--- Begin Dataset excerpts ---

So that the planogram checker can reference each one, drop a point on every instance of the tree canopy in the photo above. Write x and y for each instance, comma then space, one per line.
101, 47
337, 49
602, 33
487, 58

--- End Dataset excerpts ---

→ Written instruction: Set down all of the entries exactly, please.

→ The output:
So that the planogram checker can reference each one, drop a point on every instance of the tree canopy in the photo above. Write x and y for each instance, comma then space, one per line.
101, 47
337, 49
602, 33
487, 58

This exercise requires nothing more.